## [Stored data]
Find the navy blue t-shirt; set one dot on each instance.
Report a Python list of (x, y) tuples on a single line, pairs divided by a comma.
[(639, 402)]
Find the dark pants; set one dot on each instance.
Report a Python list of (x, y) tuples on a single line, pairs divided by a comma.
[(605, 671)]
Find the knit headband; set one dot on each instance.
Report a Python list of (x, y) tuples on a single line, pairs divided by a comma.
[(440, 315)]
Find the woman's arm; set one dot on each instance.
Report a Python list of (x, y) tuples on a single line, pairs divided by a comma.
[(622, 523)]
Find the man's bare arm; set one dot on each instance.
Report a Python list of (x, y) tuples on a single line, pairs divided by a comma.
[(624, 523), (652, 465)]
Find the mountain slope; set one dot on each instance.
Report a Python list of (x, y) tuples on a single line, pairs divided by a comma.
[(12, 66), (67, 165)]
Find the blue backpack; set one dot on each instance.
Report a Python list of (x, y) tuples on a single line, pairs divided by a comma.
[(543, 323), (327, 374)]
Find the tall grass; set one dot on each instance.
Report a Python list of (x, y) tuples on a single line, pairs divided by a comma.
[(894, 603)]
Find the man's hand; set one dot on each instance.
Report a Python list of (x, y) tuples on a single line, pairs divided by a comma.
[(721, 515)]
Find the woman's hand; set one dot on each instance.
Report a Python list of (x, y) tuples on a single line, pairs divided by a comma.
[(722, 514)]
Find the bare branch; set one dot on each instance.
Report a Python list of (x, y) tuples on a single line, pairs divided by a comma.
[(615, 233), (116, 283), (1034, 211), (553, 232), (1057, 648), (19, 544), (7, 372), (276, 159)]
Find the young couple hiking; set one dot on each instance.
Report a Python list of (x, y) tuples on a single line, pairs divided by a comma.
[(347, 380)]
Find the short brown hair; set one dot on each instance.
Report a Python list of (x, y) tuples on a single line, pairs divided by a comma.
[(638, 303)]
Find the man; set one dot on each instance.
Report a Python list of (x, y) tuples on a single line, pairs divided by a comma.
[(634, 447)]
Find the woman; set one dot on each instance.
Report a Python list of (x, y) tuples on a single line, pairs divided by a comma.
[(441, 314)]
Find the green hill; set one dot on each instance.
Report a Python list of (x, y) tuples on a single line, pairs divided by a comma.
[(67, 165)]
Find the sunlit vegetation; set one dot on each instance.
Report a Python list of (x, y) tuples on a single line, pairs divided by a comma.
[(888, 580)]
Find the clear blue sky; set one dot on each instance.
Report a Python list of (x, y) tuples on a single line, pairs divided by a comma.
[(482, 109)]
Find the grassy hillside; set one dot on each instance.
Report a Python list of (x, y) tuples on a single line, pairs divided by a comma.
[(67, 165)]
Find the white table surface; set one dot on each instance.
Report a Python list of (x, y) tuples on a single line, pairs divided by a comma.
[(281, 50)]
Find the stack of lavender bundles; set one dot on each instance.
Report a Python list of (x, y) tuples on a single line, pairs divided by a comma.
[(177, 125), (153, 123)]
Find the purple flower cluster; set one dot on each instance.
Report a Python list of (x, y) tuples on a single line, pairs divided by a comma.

## [Task details]
Could you copy every line from the records that mentions the word "woman"?

## [Exercise result]
Find the woman's arm; set one dot on each instance.
Find the woman's hand; set one dot on each instance.
Find the woman; set one dot on each instance.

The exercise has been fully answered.